Although it was quite cold Monday and yesterday, as I said, I managed to brave the cold for a good long walk around the pastures in my Muck shoes wrapped up like an Eskimo in thermal underwear and a heavy jacket, hat, gloves and my cell phone in my pocket just in case I fell on my butt and broke a bone or popped my hip out, again. (I have a paranoia about walking without my phone and upon occasion have left it behind in the house and felt so panicked that I ran all the way back to fetch it, and then resumed my walk! Silly, I know, but we have SNAKES out there!) Although the ground was wet the muddy walking path around our property was solid, not slippery as I expected, so the walk was good and very invigorating. It was grand to get out of the house. "Cabin fever" has set in now, building up inside me, taunting me with images of my ocean on the Pacific Coast, calling me to warmer temperatures, flowers and green plants growing wild along PCH and Topanga Canyon. I find that I'm most homesick during this time of year when Montana just won't let go of the winter and California is bursting with color and sunshine...and then suddenly, the subtle green of the sagebrush appears with the straw colored grasses up in the hillside as desert flowers pop up along with cactus blooms and wildflowers and as the natural, untouched, unaltered, landscape here emerges under the muted blue gray and white of the enormous sky I take a deep breath in, exhale, and stand in awe and wonder by the sheer elegance of the transforming painted sky above me with color one can only witness here, in Montana and certainly not anywhere else, least California. It's easy to be homesick this time of year during our transition into warmer days. But then again, it's also easy to come back down to the ground under my feet, in this most beautiful, ever changing picture of nature in the natural nature of things. I have learned that there is a difference between natural nature and planned nature. My eyes have fully opened now and I see the amazing beauty in the natural order of landscape with fresh eyes and better understanding.

INSTRUCTION 1 ▸
Answer these from the Montana walk passage:
(a) What shoes did the writer wear for the walk?
(b) What animals does the writer give as the reason for carrying the phone?
(c) Between what two things has the writer learned there is a difference?
The Montana walk passage and the listing are unrelated material.

RECORDS FOR THIS TASK ▸
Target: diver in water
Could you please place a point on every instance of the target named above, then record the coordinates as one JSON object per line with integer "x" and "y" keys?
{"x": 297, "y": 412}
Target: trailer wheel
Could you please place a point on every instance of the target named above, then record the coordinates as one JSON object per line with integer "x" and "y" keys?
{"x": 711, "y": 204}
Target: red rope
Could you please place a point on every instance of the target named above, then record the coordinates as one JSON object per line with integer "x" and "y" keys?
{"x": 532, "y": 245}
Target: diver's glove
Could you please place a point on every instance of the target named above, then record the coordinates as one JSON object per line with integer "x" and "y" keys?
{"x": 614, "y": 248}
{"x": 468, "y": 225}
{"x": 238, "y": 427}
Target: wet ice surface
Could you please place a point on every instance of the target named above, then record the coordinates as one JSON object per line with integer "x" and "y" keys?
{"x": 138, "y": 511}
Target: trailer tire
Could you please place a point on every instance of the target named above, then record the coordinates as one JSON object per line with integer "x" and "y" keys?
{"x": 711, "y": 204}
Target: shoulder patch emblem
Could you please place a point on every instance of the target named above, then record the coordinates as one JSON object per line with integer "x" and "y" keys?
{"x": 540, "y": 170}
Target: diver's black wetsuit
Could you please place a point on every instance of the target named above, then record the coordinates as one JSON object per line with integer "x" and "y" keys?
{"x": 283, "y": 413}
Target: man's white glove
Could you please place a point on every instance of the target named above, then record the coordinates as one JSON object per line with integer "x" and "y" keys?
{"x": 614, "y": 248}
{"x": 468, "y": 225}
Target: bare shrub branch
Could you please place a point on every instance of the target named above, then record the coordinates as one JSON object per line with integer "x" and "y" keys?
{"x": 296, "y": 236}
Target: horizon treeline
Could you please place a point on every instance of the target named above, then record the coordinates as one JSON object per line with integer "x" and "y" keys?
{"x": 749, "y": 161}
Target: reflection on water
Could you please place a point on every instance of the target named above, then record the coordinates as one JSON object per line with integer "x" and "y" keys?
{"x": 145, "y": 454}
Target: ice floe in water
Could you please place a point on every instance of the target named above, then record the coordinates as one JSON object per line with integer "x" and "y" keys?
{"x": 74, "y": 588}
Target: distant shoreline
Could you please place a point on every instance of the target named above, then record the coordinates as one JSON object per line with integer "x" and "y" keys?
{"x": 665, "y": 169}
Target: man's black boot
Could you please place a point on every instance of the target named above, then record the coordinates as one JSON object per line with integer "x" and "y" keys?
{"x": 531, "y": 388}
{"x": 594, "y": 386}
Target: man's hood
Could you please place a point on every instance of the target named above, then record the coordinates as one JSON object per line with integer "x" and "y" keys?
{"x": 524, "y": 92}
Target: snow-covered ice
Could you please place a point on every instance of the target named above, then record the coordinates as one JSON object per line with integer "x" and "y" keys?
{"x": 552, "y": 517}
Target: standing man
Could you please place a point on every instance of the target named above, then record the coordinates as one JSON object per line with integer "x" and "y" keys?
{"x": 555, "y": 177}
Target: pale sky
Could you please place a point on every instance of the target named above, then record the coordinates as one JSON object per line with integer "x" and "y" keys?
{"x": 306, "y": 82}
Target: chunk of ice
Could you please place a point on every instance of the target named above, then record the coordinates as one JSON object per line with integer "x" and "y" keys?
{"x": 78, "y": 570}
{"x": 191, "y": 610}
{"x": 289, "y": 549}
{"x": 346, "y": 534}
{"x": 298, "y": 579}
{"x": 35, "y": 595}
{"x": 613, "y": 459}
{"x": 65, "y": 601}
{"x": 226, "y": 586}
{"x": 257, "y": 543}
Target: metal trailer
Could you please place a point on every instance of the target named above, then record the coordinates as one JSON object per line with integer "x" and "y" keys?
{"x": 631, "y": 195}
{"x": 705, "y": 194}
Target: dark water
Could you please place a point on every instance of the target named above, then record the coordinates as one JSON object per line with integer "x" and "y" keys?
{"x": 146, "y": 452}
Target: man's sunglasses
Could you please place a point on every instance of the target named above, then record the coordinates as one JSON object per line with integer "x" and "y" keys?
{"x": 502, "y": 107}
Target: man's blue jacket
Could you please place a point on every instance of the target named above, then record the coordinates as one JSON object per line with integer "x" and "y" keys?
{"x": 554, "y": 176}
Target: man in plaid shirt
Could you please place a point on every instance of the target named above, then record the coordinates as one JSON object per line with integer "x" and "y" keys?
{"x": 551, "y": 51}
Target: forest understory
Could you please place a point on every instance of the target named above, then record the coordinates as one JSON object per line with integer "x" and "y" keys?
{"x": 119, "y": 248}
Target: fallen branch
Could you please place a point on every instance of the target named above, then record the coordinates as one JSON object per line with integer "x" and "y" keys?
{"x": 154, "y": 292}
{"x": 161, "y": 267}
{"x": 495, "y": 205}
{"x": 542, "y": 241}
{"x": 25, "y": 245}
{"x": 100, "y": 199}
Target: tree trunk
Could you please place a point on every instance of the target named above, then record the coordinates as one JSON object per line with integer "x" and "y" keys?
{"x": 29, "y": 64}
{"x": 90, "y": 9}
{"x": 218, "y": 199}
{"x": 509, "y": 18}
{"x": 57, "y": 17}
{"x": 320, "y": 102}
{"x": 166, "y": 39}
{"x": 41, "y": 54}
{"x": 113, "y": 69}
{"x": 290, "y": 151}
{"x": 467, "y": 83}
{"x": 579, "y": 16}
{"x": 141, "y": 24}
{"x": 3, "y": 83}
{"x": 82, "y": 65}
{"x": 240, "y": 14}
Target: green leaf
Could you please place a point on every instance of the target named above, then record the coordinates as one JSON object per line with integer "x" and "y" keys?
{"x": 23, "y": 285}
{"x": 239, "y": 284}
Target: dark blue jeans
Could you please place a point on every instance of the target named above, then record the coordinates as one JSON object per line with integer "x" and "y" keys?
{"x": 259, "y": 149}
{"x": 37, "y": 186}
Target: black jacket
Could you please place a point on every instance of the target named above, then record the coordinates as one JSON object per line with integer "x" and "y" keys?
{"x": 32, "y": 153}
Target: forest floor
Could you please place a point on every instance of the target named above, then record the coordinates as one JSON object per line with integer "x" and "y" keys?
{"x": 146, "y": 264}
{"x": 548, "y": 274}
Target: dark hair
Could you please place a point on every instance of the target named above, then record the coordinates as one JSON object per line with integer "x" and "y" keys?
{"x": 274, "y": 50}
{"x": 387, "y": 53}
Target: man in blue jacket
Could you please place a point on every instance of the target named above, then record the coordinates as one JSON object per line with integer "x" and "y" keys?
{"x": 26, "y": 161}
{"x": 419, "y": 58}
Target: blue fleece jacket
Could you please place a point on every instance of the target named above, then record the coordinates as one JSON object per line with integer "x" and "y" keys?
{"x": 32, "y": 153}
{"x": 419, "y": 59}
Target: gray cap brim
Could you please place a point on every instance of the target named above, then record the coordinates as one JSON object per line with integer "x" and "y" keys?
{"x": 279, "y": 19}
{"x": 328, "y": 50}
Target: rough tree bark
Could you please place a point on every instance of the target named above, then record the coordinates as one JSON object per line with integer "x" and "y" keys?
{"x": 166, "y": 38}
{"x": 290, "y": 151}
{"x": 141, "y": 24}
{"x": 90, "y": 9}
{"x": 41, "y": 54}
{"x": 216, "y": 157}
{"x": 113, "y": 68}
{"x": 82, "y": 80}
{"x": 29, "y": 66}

INSTRUCTION 2 ▸
Reproduce the part of the listing that opens with the line containing "Target: rough tree bark" and closes with the final line of the listing.

CORRECT ANSWER 1 ▸
(a) Muck shoes
(b) Snakes
(c) Natural nature and planned nature

CORRECT ANSWER 2 ▸
Target: rough tree bark
Could you please place a point on every instance of the target named above, then record the coordinates as one JSON object per line with integer "x" and "y" keys?
{"x": 166, "y": 38}
{"x": 290, "y": 151}
{"x": 141, "y": 24}
{"x": 90, "y": 9}
{"x": 41, "y": 54}
{"x": 216, "y": 157}
{"x": 113, "y": 68}
{"x": 82, "y": 80}
{"x": 29, "y": 66}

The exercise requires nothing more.